> Exercise:
Express every line of the rows below as a JSON list of strings, one string per line, with blank lines omitted. Leave the pictures out of the list.

(Stored records)
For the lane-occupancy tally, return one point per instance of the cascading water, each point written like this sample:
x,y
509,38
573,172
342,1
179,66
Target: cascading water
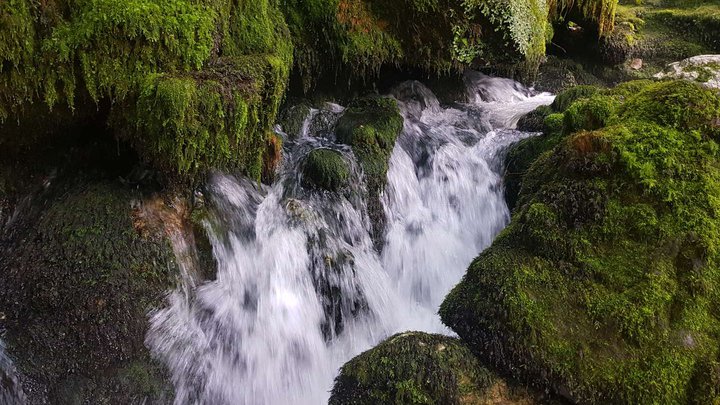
x,y
10,391
300,288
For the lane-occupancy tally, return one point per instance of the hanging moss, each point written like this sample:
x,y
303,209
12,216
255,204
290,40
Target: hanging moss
x,y
602,287
194,86
435,35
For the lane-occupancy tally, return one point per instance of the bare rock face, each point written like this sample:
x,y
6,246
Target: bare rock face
x,y
704,69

> Worked solution:
[
  "For the lane-occupancy tally, return one point per instance of the cascading water, each point written like this sample:",
  "x,y",
  "509,38",
  "573,172",
  "342,1",
  "179,66",
  "Target: cascading water",
  "x,y",
  "10,391",
  "300,288",
  "For the lane-occupancy tally, return one point per instance of the hanging moss, each point written like this sample:",
  "x,y",
  "303,209",
  "12,216",
  "255,204",
  "290,40",
  "Target: hanging moss",
  "x,y",
  "602,287",
  "194,86",
  "435,35",
  "For the lane-occupancy tally, return one point per instance of the bare rock face, each point written like this sample:",
  "x,y",
  "6,246",
  "Target: bare rock face",
  "x,y",
  "704,69"
]